(Available data begins)
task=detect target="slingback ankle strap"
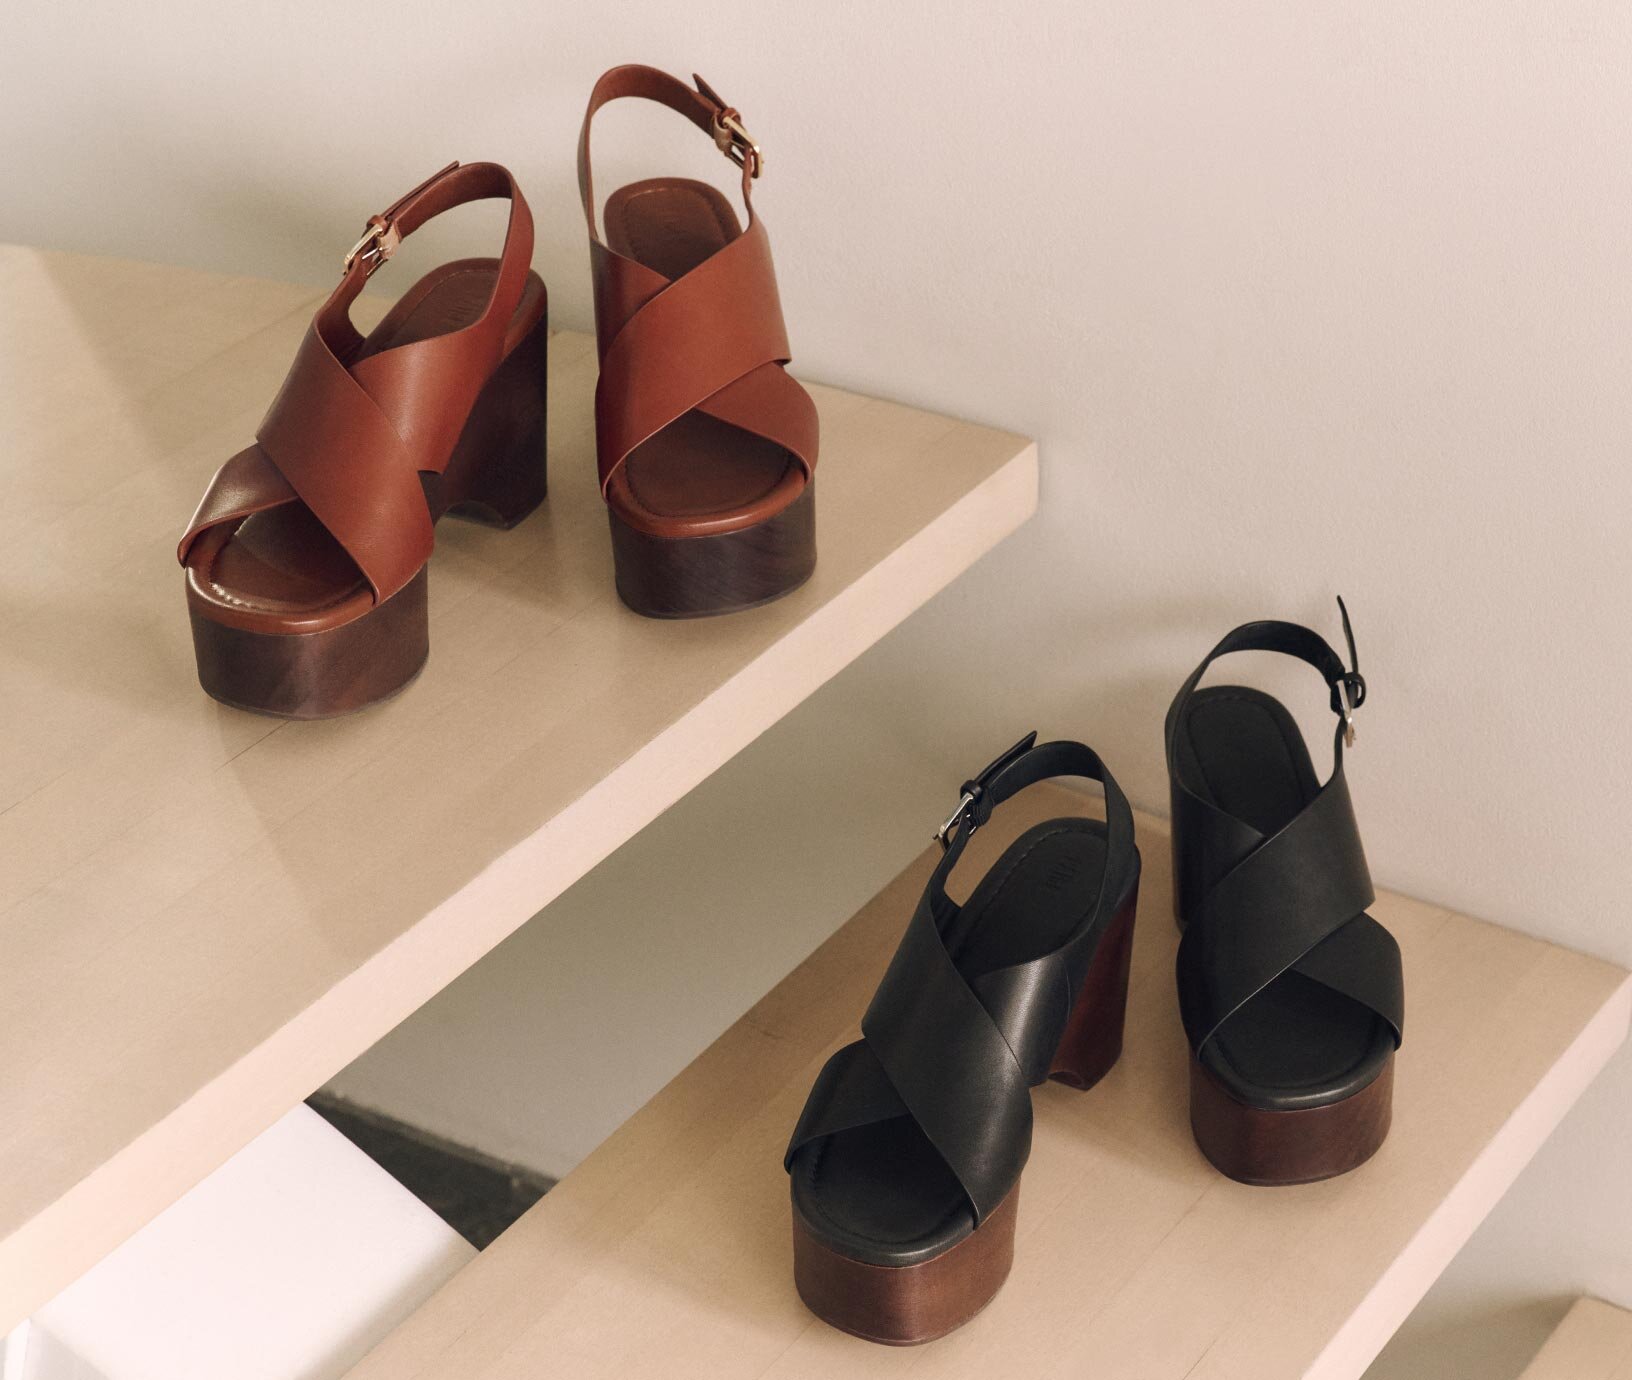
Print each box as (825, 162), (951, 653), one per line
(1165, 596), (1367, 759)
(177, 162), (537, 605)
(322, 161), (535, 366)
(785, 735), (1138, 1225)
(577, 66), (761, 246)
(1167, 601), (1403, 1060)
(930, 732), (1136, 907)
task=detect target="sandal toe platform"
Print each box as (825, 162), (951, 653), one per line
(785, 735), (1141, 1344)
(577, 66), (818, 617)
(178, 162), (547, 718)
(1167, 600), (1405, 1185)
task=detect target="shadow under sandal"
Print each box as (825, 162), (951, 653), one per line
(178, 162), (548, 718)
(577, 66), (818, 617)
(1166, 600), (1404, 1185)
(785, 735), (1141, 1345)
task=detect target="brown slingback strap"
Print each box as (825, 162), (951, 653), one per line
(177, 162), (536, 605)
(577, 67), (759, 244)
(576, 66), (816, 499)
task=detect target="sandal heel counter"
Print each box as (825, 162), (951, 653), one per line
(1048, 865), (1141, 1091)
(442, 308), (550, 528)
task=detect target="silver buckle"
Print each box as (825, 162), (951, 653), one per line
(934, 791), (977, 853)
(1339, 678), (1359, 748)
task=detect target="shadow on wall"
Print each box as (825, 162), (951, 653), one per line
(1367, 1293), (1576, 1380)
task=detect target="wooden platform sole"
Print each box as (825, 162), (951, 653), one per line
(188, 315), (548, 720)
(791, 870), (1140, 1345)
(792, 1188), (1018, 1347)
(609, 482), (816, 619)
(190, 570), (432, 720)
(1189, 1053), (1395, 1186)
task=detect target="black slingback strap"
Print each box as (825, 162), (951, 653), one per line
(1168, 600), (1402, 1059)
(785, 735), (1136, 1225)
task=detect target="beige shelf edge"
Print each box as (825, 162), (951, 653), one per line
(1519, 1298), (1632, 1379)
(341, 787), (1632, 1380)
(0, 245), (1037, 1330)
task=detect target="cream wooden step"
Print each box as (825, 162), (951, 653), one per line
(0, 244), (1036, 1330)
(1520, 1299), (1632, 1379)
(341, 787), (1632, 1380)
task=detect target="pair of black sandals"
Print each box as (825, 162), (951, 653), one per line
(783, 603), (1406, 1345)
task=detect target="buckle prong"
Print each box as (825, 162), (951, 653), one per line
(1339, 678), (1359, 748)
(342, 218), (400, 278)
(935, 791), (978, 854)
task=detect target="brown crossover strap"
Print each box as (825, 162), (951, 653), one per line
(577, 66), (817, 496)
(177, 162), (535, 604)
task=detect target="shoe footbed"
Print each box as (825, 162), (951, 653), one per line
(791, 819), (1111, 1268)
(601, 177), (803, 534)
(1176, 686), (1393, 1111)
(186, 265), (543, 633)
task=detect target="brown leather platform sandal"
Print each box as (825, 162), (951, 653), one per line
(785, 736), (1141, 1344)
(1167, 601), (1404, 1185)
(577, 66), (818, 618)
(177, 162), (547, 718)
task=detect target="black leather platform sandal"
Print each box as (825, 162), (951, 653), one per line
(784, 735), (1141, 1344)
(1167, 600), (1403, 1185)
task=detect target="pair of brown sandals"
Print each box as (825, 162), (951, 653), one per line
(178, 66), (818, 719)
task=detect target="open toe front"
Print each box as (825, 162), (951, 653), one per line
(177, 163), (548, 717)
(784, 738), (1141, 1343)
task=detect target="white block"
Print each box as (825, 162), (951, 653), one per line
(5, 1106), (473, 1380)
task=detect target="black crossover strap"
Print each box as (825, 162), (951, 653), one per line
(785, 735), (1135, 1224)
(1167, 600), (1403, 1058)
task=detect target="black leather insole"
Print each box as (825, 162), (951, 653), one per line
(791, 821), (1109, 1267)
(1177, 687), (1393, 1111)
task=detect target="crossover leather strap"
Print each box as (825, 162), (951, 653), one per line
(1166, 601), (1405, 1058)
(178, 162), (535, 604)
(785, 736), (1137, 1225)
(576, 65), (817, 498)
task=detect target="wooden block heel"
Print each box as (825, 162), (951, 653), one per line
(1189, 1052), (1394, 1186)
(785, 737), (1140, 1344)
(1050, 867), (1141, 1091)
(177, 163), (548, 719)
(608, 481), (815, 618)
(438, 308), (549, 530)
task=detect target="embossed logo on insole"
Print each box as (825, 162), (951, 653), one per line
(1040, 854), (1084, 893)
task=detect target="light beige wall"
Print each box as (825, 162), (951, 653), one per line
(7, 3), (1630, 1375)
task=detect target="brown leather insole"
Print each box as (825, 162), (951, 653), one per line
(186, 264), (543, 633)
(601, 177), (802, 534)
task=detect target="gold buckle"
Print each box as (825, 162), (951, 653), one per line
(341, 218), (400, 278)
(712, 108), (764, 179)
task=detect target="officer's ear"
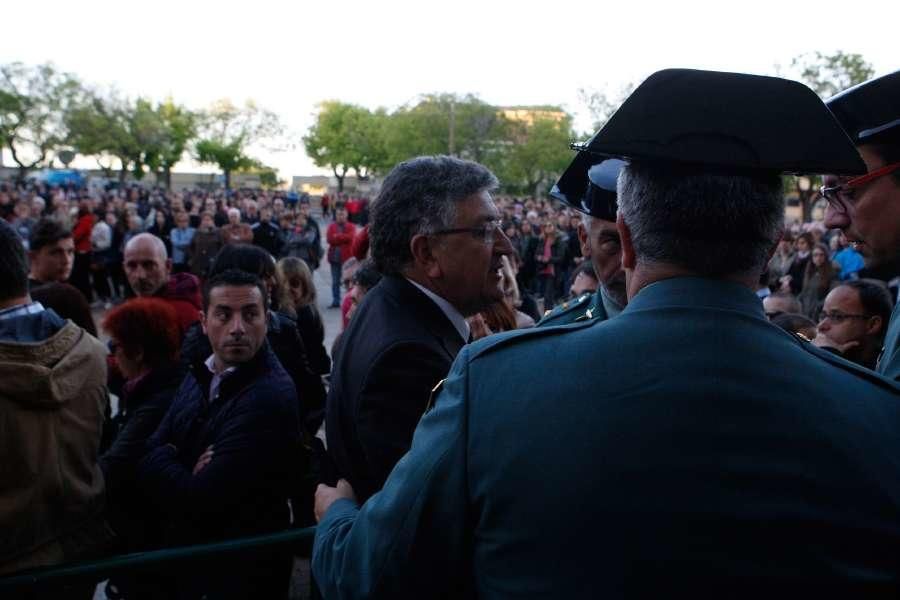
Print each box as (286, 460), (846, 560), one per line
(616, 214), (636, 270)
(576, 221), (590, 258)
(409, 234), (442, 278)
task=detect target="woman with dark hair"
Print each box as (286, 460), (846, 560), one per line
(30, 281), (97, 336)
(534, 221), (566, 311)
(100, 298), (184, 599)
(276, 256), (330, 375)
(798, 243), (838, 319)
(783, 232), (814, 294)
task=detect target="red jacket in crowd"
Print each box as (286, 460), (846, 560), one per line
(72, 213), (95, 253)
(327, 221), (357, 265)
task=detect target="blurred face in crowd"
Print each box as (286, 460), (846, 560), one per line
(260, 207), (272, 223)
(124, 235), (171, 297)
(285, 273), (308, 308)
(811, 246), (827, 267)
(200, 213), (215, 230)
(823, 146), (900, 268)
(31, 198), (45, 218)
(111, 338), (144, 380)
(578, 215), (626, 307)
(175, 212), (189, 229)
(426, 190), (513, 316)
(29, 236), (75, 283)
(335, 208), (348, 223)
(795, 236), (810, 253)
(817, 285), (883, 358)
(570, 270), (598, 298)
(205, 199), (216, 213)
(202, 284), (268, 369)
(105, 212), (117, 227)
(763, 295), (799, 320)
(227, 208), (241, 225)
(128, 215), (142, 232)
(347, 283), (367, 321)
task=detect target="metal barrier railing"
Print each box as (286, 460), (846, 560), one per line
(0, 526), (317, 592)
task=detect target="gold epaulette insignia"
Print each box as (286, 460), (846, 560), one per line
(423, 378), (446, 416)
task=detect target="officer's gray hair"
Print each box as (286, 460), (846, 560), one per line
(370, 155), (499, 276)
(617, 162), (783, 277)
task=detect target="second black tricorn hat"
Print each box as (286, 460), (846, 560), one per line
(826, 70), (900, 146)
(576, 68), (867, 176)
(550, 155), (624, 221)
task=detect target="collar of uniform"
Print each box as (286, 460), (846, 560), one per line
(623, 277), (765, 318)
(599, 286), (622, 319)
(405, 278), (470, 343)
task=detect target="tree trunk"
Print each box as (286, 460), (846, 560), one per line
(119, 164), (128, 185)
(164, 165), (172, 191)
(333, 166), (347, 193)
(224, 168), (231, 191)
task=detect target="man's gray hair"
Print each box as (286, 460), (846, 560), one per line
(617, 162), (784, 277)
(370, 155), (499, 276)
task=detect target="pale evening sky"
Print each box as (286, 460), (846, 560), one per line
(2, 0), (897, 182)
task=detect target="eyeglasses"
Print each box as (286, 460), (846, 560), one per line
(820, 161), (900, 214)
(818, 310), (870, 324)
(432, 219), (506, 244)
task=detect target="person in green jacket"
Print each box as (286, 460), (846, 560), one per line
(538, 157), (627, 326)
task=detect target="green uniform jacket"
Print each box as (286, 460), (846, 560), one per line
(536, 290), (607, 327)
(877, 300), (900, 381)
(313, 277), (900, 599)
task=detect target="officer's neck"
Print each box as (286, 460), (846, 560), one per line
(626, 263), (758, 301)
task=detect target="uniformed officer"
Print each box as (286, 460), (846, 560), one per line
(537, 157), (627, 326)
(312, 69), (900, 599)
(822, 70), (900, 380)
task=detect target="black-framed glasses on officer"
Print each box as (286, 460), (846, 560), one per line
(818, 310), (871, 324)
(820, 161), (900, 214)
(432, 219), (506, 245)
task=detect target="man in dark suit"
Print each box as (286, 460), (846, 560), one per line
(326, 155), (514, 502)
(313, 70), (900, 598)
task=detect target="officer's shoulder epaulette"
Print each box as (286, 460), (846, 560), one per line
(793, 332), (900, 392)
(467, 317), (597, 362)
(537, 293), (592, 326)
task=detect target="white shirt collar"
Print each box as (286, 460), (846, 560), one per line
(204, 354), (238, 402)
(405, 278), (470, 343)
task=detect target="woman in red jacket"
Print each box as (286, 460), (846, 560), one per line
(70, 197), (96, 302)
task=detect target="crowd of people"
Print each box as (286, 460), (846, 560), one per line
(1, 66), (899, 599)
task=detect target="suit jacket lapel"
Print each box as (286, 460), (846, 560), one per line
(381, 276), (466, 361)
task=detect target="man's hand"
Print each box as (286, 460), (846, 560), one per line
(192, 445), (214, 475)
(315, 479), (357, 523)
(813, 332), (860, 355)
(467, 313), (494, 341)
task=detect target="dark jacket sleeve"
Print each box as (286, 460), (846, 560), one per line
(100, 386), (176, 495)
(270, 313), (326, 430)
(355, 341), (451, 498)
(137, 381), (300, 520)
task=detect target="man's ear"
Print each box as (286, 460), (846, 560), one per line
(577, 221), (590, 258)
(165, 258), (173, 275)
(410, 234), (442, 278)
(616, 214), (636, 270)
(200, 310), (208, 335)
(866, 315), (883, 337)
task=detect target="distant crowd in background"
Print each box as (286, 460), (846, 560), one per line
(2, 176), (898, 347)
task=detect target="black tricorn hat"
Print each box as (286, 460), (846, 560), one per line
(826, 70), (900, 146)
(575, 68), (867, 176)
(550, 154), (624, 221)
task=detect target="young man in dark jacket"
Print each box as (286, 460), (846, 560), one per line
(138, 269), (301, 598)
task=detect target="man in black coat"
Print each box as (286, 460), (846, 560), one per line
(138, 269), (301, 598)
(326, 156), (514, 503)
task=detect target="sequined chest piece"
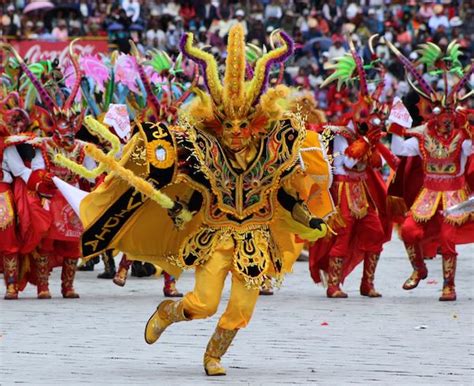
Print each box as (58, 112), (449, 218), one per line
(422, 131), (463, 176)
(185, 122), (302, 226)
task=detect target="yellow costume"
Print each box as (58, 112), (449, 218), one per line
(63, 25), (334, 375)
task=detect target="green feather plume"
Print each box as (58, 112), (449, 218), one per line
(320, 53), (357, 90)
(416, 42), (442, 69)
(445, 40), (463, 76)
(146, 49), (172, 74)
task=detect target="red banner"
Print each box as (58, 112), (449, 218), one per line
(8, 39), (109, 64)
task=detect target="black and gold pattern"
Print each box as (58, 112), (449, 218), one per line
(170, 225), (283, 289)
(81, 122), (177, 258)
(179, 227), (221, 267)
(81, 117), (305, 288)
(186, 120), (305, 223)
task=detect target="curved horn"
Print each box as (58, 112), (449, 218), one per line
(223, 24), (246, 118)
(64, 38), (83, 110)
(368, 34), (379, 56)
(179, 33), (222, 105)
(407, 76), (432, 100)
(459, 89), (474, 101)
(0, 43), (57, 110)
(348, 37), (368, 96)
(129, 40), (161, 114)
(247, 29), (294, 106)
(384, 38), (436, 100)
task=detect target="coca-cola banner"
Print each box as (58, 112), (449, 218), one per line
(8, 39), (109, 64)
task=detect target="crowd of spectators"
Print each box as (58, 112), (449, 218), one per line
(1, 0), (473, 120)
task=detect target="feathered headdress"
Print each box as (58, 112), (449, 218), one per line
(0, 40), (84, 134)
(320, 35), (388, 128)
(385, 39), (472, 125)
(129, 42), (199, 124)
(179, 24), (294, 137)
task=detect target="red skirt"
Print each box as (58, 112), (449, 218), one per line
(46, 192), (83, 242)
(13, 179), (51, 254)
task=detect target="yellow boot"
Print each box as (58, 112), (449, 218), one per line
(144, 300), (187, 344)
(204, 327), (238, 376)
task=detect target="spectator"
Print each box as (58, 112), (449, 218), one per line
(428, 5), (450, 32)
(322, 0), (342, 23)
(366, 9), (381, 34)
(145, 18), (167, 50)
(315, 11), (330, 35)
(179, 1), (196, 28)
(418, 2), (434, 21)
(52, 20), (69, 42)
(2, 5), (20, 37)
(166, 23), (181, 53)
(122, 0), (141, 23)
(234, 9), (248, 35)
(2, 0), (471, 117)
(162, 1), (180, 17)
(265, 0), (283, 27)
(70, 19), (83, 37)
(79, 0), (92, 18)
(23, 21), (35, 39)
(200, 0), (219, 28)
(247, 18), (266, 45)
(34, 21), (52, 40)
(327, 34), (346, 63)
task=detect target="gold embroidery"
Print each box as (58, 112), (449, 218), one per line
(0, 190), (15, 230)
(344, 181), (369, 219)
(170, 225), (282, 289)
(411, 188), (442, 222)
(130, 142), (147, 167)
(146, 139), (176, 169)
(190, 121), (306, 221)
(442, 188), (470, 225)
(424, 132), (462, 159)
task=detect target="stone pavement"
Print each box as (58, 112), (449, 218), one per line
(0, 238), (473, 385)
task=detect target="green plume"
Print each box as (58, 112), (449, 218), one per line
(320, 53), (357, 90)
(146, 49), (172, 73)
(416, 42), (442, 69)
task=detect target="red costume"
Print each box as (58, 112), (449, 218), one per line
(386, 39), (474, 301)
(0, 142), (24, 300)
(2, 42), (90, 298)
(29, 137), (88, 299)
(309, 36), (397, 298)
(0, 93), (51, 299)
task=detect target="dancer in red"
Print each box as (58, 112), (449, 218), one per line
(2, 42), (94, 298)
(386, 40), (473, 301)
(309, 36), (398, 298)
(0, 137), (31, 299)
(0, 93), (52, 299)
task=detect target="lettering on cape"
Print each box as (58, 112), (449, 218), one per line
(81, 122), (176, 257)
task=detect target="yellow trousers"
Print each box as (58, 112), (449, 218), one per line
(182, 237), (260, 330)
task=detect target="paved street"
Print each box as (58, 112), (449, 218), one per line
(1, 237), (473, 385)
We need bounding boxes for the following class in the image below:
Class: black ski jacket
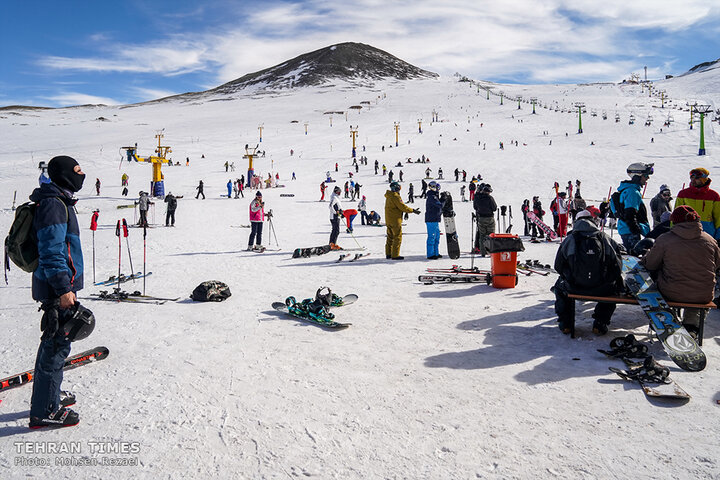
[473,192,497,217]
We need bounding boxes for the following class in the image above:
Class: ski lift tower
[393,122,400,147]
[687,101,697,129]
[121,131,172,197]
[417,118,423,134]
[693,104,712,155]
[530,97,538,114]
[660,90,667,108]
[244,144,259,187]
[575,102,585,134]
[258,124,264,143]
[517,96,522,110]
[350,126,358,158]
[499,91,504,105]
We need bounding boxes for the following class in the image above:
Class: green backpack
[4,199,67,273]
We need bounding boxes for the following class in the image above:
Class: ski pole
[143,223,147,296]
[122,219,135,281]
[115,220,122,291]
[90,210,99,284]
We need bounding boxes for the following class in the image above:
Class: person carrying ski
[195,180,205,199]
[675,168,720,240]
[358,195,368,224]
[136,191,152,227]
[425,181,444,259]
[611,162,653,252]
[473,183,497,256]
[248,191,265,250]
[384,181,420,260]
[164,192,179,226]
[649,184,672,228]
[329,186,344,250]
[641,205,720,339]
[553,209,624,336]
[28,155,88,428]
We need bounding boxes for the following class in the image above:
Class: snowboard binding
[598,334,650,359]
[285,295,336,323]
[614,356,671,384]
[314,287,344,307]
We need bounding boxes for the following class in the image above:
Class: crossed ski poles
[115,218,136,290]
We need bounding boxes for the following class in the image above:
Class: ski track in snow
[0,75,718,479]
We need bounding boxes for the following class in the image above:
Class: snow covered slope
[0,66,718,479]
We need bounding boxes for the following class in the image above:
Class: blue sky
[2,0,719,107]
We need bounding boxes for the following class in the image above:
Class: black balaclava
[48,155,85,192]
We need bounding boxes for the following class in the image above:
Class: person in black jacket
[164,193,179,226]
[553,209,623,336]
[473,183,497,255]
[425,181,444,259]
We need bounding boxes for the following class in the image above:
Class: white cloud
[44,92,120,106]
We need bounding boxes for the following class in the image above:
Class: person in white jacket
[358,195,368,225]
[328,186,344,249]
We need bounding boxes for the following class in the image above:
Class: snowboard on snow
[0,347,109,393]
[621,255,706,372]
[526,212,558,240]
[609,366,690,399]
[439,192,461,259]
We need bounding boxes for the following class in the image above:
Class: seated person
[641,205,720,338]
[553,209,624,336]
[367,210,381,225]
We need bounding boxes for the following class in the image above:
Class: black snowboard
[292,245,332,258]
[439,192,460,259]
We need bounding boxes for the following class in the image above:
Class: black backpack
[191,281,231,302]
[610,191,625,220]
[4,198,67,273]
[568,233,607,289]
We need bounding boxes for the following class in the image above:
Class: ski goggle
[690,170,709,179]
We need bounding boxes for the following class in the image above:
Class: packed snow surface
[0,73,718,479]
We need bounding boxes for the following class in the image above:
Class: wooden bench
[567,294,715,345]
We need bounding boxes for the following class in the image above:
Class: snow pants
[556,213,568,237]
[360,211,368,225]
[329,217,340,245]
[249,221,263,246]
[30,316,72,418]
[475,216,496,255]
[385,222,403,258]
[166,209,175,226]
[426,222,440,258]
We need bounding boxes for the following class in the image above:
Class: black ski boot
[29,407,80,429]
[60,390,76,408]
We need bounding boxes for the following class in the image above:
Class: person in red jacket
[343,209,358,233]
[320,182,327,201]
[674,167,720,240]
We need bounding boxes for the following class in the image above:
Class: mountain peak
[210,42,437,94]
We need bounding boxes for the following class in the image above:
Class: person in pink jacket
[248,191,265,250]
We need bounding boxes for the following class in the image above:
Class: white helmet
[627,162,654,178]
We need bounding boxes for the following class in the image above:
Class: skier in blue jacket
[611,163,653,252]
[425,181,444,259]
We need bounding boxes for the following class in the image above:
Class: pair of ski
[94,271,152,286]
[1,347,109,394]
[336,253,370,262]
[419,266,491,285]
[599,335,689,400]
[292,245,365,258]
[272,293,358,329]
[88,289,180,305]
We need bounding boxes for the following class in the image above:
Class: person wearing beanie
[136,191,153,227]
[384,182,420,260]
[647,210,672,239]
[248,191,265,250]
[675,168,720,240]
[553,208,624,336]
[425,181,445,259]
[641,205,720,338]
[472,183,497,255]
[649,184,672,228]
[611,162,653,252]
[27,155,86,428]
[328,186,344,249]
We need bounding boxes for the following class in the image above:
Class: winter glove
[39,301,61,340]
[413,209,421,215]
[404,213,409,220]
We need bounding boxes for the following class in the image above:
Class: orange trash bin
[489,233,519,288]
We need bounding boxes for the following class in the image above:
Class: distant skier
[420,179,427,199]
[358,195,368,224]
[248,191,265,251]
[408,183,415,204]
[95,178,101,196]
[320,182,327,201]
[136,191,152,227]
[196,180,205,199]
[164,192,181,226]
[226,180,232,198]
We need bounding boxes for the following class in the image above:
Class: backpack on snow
(Available data ends)
Instructions for the task: Show every line of the entries above where the word "buckle" occurs.

Answer section:
task=detect target="silver buckle"
task=detect target="buckle prong"
task=detect target="gold buckle"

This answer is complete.